Starting with the line with "Objective — one dot on each instance of the collar" and going on through the end of the listing, write those lines out again, substituting "onlooker" for "spectator" and leaving everything else unchanged.

[Dataset excerpts on object pointing]
◇ ◇ ◇

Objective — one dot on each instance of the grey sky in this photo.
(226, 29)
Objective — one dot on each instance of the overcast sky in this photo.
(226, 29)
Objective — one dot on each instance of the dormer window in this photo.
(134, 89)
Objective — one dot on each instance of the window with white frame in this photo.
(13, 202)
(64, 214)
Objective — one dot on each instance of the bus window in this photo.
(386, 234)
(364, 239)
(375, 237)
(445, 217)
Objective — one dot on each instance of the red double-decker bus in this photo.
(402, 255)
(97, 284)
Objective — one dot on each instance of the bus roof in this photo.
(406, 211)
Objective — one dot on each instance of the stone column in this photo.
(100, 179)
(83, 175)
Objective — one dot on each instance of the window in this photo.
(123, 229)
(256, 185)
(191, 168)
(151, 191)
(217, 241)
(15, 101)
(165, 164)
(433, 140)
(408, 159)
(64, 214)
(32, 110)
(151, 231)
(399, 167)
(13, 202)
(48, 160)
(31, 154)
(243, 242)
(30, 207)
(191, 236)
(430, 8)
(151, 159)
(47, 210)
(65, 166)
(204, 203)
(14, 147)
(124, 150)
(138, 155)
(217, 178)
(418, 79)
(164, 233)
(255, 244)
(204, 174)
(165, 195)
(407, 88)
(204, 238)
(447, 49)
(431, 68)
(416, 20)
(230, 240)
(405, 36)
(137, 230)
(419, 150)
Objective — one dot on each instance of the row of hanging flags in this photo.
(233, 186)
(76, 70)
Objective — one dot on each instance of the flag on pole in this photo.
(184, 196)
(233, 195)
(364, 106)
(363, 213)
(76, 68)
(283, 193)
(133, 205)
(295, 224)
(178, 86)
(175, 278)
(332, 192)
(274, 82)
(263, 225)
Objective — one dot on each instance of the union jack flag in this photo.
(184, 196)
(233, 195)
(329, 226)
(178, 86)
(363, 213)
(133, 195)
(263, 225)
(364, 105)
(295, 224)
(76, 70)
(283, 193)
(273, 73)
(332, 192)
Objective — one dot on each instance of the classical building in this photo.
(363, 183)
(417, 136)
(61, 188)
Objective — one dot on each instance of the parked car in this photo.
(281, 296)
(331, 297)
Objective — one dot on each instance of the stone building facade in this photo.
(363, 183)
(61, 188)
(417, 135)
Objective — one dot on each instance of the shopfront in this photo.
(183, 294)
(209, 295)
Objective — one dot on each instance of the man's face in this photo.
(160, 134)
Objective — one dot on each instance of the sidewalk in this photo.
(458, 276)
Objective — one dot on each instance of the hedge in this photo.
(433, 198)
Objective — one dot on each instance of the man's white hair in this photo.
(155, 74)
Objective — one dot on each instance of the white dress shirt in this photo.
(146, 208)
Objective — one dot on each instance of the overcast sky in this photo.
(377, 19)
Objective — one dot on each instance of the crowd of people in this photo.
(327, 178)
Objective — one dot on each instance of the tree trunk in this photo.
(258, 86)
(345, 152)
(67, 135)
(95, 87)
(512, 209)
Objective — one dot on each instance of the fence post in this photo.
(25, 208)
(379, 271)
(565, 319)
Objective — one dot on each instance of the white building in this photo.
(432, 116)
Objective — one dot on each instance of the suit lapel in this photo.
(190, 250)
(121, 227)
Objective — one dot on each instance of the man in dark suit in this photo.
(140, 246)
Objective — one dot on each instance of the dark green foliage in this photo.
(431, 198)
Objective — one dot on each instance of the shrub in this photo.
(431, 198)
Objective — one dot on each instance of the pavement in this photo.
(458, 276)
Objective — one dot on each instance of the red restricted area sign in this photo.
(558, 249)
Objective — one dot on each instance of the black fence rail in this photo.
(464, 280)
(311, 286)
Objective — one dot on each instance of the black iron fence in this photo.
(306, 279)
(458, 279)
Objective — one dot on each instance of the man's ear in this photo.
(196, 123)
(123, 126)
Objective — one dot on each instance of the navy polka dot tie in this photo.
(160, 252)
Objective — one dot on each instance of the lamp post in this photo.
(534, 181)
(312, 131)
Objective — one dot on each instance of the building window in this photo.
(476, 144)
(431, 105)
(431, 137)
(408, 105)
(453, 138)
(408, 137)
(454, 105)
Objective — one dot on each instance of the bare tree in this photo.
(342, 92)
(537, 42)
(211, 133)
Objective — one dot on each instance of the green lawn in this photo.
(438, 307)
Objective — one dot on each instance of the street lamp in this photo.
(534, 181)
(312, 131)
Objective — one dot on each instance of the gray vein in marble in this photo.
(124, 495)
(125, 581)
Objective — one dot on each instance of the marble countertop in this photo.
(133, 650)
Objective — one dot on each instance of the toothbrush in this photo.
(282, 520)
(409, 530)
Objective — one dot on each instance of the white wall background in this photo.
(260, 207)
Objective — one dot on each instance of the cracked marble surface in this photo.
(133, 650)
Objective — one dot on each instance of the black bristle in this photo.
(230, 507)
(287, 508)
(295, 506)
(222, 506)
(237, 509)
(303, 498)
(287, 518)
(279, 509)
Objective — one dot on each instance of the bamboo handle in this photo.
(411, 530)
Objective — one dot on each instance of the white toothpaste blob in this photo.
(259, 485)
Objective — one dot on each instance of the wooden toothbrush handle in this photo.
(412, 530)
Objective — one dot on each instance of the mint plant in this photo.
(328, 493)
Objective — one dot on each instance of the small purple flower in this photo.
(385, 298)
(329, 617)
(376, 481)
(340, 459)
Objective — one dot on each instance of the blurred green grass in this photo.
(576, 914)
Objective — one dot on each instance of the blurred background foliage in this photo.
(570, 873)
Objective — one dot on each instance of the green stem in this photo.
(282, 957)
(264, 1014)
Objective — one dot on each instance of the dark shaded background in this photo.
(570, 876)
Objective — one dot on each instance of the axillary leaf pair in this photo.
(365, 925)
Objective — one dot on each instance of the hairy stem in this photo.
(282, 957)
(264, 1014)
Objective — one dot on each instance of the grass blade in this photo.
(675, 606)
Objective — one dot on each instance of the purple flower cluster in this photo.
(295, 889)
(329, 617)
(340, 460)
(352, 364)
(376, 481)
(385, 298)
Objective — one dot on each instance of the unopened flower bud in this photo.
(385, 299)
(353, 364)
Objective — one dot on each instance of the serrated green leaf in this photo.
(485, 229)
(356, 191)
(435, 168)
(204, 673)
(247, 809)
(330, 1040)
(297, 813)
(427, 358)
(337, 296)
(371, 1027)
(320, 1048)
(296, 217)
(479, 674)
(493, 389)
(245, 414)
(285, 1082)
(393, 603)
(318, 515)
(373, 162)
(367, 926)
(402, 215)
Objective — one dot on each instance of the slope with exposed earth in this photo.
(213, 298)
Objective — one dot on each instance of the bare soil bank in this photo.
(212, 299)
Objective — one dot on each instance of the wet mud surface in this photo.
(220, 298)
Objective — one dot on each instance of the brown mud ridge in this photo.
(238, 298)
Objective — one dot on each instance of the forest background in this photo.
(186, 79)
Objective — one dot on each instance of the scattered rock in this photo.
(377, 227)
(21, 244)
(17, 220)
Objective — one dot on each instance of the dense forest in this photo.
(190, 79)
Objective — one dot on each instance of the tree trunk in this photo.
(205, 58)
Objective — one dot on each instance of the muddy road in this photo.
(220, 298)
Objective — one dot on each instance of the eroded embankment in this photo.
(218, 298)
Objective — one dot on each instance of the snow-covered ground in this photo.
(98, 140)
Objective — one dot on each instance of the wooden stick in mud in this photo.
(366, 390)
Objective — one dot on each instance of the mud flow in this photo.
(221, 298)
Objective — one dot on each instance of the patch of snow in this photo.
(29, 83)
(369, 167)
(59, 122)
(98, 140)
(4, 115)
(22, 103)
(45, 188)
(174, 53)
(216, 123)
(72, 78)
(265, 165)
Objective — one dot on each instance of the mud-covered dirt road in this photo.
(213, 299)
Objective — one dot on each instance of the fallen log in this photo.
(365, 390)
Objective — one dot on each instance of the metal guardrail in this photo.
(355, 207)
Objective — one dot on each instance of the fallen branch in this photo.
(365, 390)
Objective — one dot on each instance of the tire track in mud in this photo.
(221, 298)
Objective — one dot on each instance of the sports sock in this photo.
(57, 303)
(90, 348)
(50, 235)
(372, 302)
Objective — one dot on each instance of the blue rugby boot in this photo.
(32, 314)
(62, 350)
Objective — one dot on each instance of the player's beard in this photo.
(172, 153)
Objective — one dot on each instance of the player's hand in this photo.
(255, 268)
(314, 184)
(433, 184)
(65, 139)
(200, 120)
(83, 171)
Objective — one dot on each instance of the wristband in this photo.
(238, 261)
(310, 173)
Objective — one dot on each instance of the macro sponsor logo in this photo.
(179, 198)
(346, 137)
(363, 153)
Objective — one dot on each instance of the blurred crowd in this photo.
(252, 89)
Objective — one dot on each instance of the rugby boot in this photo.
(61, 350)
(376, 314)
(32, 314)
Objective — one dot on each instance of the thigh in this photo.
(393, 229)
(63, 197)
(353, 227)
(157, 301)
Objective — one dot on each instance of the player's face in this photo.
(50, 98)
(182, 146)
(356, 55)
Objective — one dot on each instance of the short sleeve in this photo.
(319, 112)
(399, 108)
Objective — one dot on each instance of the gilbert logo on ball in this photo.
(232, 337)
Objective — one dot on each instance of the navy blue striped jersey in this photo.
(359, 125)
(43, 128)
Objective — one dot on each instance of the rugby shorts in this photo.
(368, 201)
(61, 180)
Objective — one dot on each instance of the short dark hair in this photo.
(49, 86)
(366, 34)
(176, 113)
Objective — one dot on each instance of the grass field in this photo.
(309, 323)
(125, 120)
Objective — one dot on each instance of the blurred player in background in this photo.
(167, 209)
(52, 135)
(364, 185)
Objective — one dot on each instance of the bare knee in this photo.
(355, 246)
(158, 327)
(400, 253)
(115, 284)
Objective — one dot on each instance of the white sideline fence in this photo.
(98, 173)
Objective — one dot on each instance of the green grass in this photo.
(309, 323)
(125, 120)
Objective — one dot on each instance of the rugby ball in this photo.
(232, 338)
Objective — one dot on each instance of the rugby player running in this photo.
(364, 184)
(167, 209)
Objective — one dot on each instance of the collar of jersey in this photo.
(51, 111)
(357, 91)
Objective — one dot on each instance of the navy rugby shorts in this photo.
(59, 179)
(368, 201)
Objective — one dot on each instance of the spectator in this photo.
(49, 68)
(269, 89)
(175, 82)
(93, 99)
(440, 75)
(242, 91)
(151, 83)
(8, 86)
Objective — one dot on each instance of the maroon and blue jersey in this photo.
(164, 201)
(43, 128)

◇ ◇ ◇

Exercise solution ->
Objective — one dot on each instance of the collar of jersey in this photo.
(51, 111)
(357, 91)
Objective — one dot on each instance of the navy rugby shorts in this photo.
(59, 179)
(368, 201)
Objective — one dot on each instance of the onlooker in this photo.
(49, 68)
(269, 89)
(175, 82)
(93, 99)
(440, 75)
(242, 91)
(151, 83)
(8, 86)
Objective — one dot on each instance of the maroon and blue jersey in this photo.
(164, 201)
(43, 128)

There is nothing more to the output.